Input data:
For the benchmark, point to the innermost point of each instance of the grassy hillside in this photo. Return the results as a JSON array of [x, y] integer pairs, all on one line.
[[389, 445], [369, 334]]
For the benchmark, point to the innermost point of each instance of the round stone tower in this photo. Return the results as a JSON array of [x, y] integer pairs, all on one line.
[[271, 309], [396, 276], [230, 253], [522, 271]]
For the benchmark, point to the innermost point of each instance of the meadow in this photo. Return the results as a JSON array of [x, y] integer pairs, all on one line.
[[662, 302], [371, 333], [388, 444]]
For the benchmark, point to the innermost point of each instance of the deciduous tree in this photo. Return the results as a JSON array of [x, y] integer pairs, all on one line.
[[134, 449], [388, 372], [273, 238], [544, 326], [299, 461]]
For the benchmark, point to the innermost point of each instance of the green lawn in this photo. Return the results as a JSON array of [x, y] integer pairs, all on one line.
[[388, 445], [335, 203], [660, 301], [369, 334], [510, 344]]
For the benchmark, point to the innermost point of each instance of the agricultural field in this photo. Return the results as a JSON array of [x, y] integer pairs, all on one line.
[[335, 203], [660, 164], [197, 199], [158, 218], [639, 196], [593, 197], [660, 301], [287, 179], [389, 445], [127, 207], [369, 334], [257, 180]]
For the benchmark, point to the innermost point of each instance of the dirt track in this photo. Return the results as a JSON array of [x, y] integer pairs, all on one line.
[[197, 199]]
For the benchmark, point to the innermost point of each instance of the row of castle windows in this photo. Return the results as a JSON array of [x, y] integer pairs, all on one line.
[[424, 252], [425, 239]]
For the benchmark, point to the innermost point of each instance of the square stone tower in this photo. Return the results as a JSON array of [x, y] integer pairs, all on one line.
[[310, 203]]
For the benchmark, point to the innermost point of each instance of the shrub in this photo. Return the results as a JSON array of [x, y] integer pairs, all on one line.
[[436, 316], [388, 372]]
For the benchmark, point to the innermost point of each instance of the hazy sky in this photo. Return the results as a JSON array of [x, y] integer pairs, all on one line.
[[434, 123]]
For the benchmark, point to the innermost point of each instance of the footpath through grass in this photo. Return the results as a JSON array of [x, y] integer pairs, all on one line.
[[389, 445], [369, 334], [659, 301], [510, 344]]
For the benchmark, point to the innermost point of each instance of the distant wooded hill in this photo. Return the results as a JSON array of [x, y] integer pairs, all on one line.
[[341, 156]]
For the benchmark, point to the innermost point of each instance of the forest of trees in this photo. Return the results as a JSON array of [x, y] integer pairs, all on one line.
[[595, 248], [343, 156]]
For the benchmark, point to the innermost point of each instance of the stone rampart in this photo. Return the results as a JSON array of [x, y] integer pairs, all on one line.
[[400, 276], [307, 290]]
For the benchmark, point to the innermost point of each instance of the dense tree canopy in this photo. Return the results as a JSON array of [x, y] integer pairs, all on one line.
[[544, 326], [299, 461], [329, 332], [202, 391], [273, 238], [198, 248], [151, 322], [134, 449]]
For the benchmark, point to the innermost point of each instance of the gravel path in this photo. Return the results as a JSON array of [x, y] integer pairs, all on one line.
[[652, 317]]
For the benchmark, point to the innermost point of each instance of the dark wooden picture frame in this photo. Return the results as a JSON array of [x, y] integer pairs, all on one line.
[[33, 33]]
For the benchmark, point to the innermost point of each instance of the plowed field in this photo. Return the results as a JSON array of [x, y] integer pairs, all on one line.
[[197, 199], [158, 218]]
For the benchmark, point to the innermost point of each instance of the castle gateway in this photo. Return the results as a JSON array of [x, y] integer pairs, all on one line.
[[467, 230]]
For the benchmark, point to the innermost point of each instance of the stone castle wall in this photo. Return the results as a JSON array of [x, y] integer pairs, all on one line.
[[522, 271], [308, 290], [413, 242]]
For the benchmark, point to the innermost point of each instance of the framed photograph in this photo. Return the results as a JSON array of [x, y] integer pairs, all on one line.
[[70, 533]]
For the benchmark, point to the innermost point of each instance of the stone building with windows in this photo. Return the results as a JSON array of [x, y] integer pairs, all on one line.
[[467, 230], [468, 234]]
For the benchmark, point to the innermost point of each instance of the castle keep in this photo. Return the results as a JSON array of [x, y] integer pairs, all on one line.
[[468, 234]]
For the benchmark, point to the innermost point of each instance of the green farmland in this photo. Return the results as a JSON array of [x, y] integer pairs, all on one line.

Exercise prompt: Please rewrite the lines above as a JSON list of strings, one string per line, leaving out any blank lines.

Response to this exercise:
[
  "For the benchmark, point to the innermost point of each instance of the grassy hillside in this photo. Return the results as a JSON array of [x, y] integer pairs, all on one line.",
  "[[389, 445], [369, 334]]",
  "For the benchmark, point to the innermost point of each instance of the round stone tower in this photo. Return the results as a JSON array of [x, y] integer pairs, all on one line.",
  "[[271, 309], [396, 276], [230, 253], [522, 271]]",
  "For the benchmark, point to the innermost point of each instance of the meadow in this photo. Return the results as a JSON array of [x, y] integer pairs, all on one line.",
  "[[662, 302], [371, 333], [388, 444]]",
  "For the benchmark, point to the innermost point of each instance of the deciduous tree in this photo. Return the results as a JSON array of [x, y] integer pairs, all on one line.",
  "[[134, 449], [388, 372], [273, 238], [544, 326], [299, 461]]",
  "For the benchmark, point to the innermost point of each instance of the green lawn in this photo. Return the results as a JSON array of [x, y] integer pairs, all on one line.",
  "[[388, 445], [335, 203], [660, 301], [369, 334], [510, 344]]",
  "For the benchmark, point to the innermost point of each instance of the agricultural field in this photo. Return the results as a JSON array of [x, y] integer pairs, all on one line.",
  "[[335, 203], [660, 164], [197, 199], [158, 218], [639, 196], [593, 197], [660, 301], [287, 179], [389, 445], [127, 207], [369, 334], [257, 180]]",
  "For the benchmark, point to the innermost point of each instance of the dirt track in this photo. Return the results as a JSON array of [x, y] integer pairs, all on one line.",
  "[[197, 199]]",
  "For the benchmark, point to the innermost point of each instance of the row of castle windows in this photo. Return the results as a JSON array of [x, y] integer pairs, all on one line.",
  "[[424, 252], [425, 239]]",
  "For the benchmark, point to the innermost point of each instance of the square stone tower in this photo. Return the results as a JSON array of [x, y] integer pairs, all on one line.",
  "[[310, 203]]",
  "For the benchmark, point to the innermost point of each instance of the shrub in this photo. Return the results as a JSON array of [x, y] integer pairs, all on one line.",
  "[[436, 316], [388, 372]]",
  "For the benchmark, point to the innermost point of each instance of the hazy sky in this photo. Return the results as a JSON array of [x, y] integer pairs, all on one line.",
  "[[434, 123]]",
  "For the benchmark, point to the innermost point of each instance of the footpath through grass in this photo. Return the results as a JSON array of [x, y] integer pairs, all on one line.",
  "[[389, 445], [369, 334], [659, 301], [510, 344]]",
  "For the benchmark, point to the innermost point of each instance of the distant wooded hill in this photo. Return the results as a JSON array of [x, y] integer pairs, all on one line.",
  "[[341, 156]]",
  "For the benchmark, point to the innermost point of each instance of the forest of trees in this photo. Return the results as a JSON array of [x, y] integer pairs, all on one line.",
  "[[595, 248], [343, 156]]",
  "For the benchmark, point to the innermost point of each instance of the stone rampart in this photo. Return the results as a JSON array of [x, y] integer pairs, all on one line.",
  "[[400, 276], [307, 290]]",
  "For the benchmark, point to the innermost point of each instance of the dense tree canopy in this photo. Return the results as a JSON array of [x, y] integer pairs, all on one line.",
  "[[544, 326], [299, 461], [329, 332], [202, 391], [273, 238], [198, 248], [151, 322], [134, 449]]",
  "For the benchmark, point to the innermost point of each instance of the gravel path in this photo. Return the results as a JSON array of [x, y] integer pairs, all on one line.",
  "[[652, 317]]",
  "For the benchmark, point to the innermost point of each instance of the dark wooden picture frame in this photo. Return the results as a JSON array of [x, y] integer pairs, all on one line.",
  "[[33, 33]]",
  "For the benchmark, point to the innermost point of each instance of the plowed field in this photo. Return the results as a JSON array of [x, y] integer pairs, all on one line.",
  "[[197, 199], [158, 218]]",
  "For the benchmark, point to the innermost point of each instance of the castle gateway in this photo. Return the results as a JSON array of [x, y] integer pairs, all on one line.",
  "[[467, 230]]",
  "For the benchmark, point to the innermost point of each instance of the stone castle wall in this photo. Return the results as a JSON array of [x, y] integer pairs, all on one line.",
  "[[522, 271], [308, 290], [413, 242]]",
  "For the benchmark, point to the innermost point of each instance of the framed photograph in this photo. Return the results as a JSON array of [x, y] integer pairs, all on one line.",
  "[[70, 533]]",
  "For the benchmark, point to the innermost point of each instance of the stone building with windows in this photo. Return the results as a JSON array of [x, y] integer pairs, all on one line.",
  "[[467, 230], [468, 234]]",
  "For the benchmark, point to the innermost point of each instance of the castle keep in this photo. Return the results as a JSON array of [x, y] integer pairs, all on one line.",
  "[[468, 234]]",
  "For the benchmark, point to the innermost point of each instance of the green farmland in this photo. Return the results as a JSON array of [x, y] integer pairs, all on one line."
]